- Requirement:
Answer these questions about the forum thread on fountain pen cartridges below:
1. Which Foray item number does the opening post say Office Depot carries?
2. Which brand of cartridges does the Office Max in CO carry?
3. Which store does the last post in the thread name?

# Cartridges help



## bruce119 (May 19, 2010)

OK I don't deal much with fountains once in a wile. I got a customer in N.Y. now that is a little slow. He says he can't find a refill I think the pen was a P.S. Executive or something Jr. Gent. type short cart. He says all the carts he found is too long. I know the waterman is long I looked at the office stores myself to try and make it easy for a customer like this. Staples doesn't carry anything that fits. Office Depot Carry's the Foray #323559 that fits. 

So any other suggestions I can give him to make it easy for the guy that shouldn't own a fountain pen. Maybe a few links or some stores up north he can go to. This is the type guy that wants to go to Wall-mart and buy the refill. I know but I have to be good to him I want him to be able to find his own refills with out me sending them to him.

thanks


----------



## wood-of-1kind (May 19, 2010)

Lou (DCBluesman) sells the 'short' converters and may be another option for your customer in place of an ink cartridge.


----------



## Jim15 (May 20, 2010)

Bruce, he needs to look for an international cartridge, they are shorter than the long Watermans. I'm not positive but I think I got some Staples but that was some time ago maybe they don't sell them anymore.


----------



## GaryR (May 24, 2010)

If you Google international fountain pen ink cartridges you will find about a cagillion places to buy on line. You might be lucky and find a local store that has them.
GaryR


----------



## DurocShark (May 25, 2010)

Office Max here in CO carries Monteverde carts. They're decent, and come in lots of colors.


----------



## Rfturner (May 26, 2010)

I use the foray ones no problem, I have used it in PSI Classic kits, My daily abuser Majestic Junior, no problem, another route is the ink bottle and the converter


----------



## its_virgil (May 30, 2010)

The ink cartridges are actually 'international standard' cartridges. So search on international standard and a lot of the printer ink cartridges will be omitted and a better selection of just fountain pen ink supplies will be found.  Buying quality ink is also important. Cheap ink just does not perform the way qualityu ink does.
Do a good turn daily!
Don



GaryR said:


> If you Google international fountain pen ink cartridges you will find about a cagillion places to buy on line. You might be lucky and find a local store that has them.
> GaryR


----------



## monophoto (Aug 22, 2010)

Every fountain pen kit that I have seen uses the "international standard" cartridge/converter.  

That said, 'international standard' contridges/converters are not always truly interchangeable.  I made an "Artisan" (CSUSA) that came with a cartridge but no converter.  I had a converter that came in a Chinese pen that fit - sort of.  The problem typically is that the converter will fit initially, but the fit is sloppy and after a short period, it becomes loose and falls out.  Makes a mess in your pocket when that happens!

There are a few commercially-made pens that use proprietary cartridges/converters - Cross, Mont Blanc, Parker/Aurora, Schaeffer, etc.


----------



## scotian12 (Aug 22, 2010)

Bruce...try the Merangue  stock number 3872-4101-20-00 at Staples. Its in a yellow and blue shrink wrap package. They are the international cartridge.  Regards   Darrell Eisner


----------



## Dustygoose (Aug 24, 2010)

Hobby Lobby has some in the caligraphy dept.


----------

- Record excerpts:
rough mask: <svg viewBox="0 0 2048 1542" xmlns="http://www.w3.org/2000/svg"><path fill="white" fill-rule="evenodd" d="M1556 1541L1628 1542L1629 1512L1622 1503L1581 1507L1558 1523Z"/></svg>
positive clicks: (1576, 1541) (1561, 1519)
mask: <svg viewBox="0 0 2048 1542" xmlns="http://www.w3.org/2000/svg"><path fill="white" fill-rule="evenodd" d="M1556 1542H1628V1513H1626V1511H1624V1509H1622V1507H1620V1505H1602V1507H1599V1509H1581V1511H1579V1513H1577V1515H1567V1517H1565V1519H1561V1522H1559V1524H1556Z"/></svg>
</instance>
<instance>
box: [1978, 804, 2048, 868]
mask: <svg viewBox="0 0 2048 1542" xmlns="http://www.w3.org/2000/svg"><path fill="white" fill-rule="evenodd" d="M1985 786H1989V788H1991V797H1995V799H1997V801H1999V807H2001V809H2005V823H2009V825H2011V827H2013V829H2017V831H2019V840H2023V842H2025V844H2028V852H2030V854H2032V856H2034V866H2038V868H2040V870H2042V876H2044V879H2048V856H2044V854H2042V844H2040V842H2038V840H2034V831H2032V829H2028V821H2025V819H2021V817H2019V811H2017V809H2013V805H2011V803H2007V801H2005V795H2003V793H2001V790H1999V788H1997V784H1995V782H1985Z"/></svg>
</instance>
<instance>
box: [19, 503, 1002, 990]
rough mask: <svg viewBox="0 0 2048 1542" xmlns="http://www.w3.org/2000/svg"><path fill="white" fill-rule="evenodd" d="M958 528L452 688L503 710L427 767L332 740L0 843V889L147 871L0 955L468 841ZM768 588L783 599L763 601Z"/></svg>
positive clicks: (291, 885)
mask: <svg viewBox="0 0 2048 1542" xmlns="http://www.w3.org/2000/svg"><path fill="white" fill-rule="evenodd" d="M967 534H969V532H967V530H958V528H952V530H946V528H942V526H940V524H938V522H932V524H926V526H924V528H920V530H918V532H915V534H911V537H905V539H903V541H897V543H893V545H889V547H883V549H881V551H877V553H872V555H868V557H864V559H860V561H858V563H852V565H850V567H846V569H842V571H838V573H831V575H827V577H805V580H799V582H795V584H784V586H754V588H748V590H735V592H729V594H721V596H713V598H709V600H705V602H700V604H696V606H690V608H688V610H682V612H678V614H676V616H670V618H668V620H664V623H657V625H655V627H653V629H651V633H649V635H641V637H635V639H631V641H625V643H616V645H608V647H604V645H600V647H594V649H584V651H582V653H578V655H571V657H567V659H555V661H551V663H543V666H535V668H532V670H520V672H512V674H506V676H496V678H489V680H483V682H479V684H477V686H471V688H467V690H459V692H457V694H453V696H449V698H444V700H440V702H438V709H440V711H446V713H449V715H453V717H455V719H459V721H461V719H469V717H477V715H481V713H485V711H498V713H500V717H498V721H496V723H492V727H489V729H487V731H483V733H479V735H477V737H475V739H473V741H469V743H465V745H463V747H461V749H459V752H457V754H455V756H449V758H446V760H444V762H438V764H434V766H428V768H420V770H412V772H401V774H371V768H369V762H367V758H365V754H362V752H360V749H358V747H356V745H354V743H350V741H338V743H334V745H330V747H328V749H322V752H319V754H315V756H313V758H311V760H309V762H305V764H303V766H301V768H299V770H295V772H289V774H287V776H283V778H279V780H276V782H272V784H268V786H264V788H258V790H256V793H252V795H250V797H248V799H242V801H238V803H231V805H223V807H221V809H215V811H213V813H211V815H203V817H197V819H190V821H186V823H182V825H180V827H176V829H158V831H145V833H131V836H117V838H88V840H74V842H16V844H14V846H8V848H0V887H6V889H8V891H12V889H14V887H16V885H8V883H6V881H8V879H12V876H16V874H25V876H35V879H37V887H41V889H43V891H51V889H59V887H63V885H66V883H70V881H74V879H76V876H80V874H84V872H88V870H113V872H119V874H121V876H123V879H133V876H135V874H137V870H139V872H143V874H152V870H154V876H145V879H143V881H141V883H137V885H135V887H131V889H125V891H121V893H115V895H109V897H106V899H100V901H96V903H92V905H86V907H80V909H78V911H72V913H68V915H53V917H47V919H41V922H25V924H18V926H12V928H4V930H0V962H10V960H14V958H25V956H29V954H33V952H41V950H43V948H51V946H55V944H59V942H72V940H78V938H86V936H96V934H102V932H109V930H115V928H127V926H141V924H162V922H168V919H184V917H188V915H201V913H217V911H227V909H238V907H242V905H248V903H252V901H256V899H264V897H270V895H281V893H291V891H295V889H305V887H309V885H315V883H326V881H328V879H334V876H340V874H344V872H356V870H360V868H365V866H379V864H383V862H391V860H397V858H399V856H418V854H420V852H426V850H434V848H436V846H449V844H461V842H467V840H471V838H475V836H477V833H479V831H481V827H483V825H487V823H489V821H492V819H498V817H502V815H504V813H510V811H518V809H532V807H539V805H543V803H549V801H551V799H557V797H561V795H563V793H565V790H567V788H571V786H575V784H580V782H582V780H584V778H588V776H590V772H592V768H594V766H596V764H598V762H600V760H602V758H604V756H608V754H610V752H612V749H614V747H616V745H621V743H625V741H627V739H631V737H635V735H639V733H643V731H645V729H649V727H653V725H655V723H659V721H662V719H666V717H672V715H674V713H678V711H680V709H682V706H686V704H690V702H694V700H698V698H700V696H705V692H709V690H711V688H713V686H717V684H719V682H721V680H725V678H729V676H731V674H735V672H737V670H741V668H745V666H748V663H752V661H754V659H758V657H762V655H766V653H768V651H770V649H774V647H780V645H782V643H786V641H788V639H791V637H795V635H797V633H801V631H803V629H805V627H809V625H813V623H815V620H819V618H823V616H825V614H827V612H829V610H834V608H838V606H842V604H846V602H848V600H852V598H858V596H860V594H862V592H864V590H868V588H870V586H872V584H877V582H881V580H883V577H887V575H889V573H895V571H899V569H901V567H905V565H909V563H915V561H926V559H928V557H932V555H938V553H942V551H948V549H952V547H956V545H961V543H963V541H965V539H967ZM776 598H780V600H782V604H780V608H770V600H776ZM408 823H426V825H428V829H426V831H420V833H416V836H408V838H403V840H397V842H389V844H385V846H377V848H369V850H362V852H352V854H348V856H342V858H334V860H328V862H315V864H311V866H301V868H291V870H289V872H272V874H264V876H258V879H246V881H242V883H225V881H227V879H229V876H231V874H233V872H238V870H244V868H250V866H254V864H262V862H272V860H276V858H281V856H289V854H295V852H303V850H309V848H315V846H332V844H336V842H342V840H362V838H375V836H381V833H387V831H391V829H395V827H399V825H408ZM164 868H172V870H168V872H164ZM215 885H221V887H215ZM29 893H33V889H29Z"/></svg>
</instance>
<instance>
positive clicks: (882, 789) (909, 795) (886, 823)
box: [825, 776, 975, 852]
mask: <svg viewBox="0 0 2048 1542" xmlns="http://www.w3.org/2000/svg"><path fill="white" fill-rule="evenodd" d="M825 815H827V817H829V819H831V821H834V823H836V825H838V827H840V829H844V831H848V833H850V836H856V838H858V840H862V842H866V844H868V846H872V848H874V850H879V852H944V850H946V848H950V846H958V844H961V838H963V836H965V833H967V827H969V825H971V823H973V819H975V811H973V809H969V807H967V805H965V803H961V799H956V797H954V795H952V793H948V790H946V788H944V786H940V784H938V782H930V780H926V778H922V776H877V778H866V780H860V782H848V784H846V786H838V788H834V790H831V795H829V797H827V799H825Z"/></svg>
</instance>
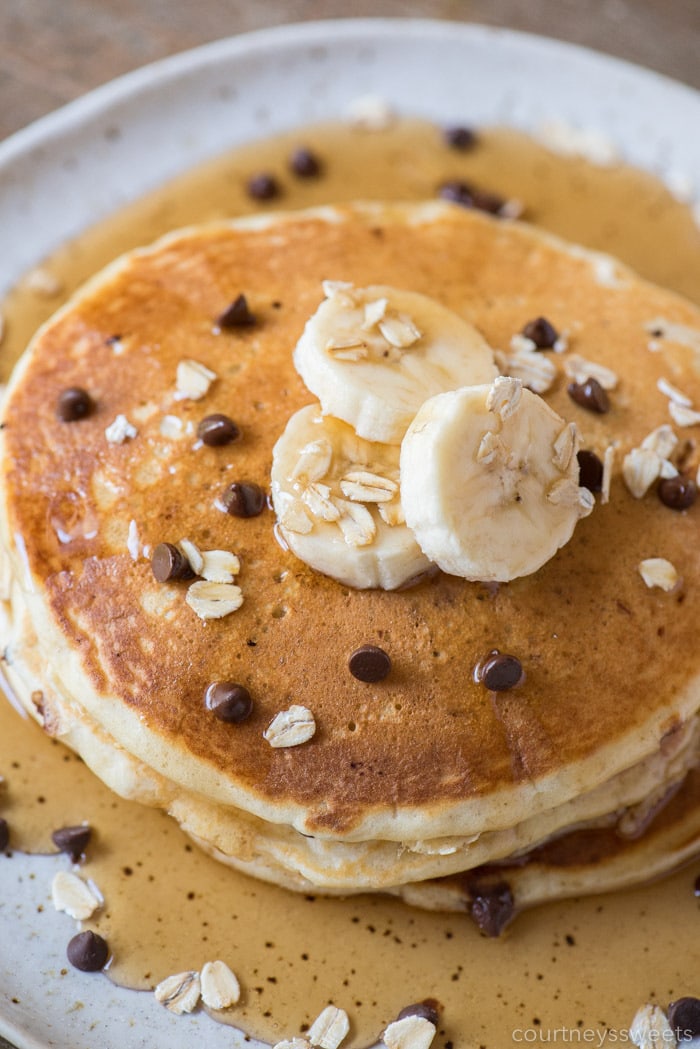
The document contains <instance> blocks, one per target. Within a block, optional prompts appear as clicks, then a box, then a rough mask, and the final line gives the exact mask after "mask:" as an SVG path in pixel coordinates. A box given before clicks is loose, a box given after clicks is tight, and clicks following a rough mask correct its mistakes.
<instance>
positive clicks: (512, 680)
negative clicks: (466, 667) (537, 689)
mask: <svg viewBox="0 0 700 1049" xmlns="http://www.w3.org/2000/svg"><path fill="white" fill-rule="evenodd" d="M479 678H480V681H481V682H482V683H483V684H484V685H486V687H487V688H488V689H489V691H491V692H506V691H507V690H508V689H509V688H514V687H515V685H518V684H519V683H521V681H522V680H523V664H522V663H521V661H519V660H518V659H517V658H516V657H515V656H507V655H506V654H505V652H492V654H491V655H490V656H489V657H488V658H487V659H486V660H484V662H483V663H482V665H481V667H480V668H479Z"/></svg>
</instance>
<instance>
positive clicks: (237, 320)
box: [216, 295, 256, 328]
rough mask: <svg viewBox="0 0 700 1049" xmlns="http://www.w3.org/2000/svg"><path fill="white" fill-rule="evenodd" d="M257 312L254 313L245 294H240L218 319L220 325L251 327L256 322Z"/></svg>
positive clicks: (218, 317) (217, 318) (225, 325)
mask: <svg viewBox="0 0 700 1049" xmlns="http://www.w3.org/2000/svg"><path fill="white" fill-rule="evenodd" d="M255 320H256V318H255V314H252V313H251V311H250V307H249V305H248V299H247V298H246V296H245V295H238V296H237V297H236V298H235V299H234V300H233V302H232V303H231V305H230V306H227V308H226V309H225V311H224V313H222V314H221V315H220V316H219V317H218V318H217V319H216V323H217V325H218V327H222V328H234V327H250V326H251V325H252V324H255Z"/></svg>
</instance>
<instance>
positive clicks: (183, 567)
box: [151, 542, 194, 583]
mask: <svg viewBox="0 0 700 1049" xmlns="http://www.w3.org/2000/svg"><path fill="white" fill-rule="evenodd" d="M151 570H152V572H153V575H154V576H155V578H156V579H157V581H158V582H160V583H167V582H169V581H170V580H171V579H193V578H194V573H193V572H192V569H191V566H190V562H189V561H188V559H187V558H186V557H185V554H183V552H182V550H178V549H177V547H174V545H173V543H171V542H160V543H158V544H157V547H156V548H155V550H154V551H153V556H152V557H151Z"/></svg>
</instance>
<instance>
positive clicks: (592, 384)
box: [567, 379, 610, 415]
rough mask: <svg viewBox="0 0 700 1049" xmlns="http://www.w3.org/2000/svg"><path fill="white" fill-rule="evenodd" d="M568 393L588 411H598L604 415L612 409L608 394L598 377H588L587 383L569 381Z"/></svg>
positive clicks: (596, 411) (581, 407)
mask: <svg viewBox="0 0 700 1049" xmlns="http://www.w3.org/2000/svg"><path fill="white" fill-rule="evenodd" d="M567 393H568V394H569V397H570V398H571V400H572V401H575V403H576V404H578V405H580V406H581V408H586V409H587V410H588V411H596V412H597V413H598V414H599V415H602V414H604V412H607V411H608V410H609V409H610V401H609V400H608V394H607V393H606V391H604V390H603V388H602V386H601V385H600V383H599V382H598V380H597V379H587V380H586V382H585V383H569V385H568V386H567Z"/></svg>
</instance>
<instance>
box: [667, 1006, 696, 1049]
mask: <svg viewBox="0 0 700 1049" xmlns="http://www.w3.org/2000/svg"><path fill="white" fill-rule="evenodd" d="M669 1025H670V1026H671V1027H672V1028H673V1030H674V1034H675V1035H676V1039H677V1040H678V1041H679V1042H691V1041H692V1040H693V1039H697V1037H698V1036H700V999H698V998H679V999H678V1000H677V1001H676V1002H672V1003H671V1005H670V1006H669Z"/></svg>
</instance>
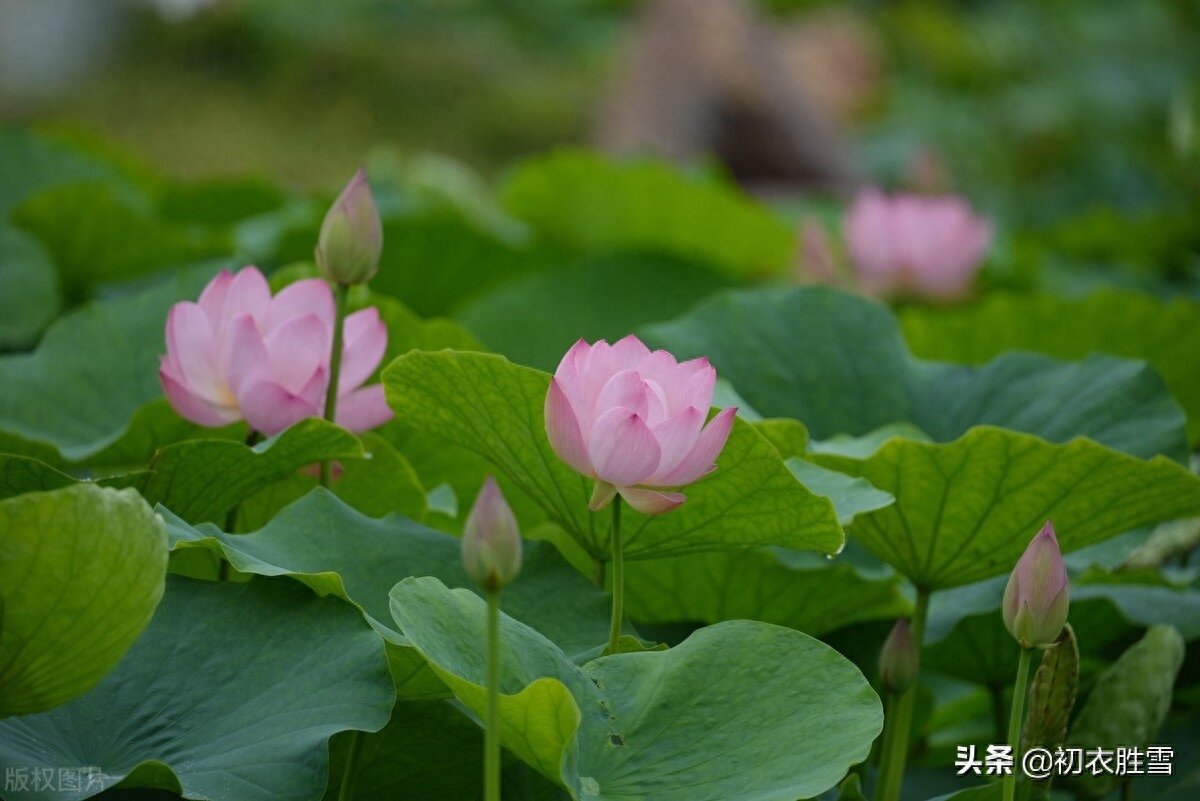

- Result below:
1. #323559
2. Monteverde
3. Hobby Lobby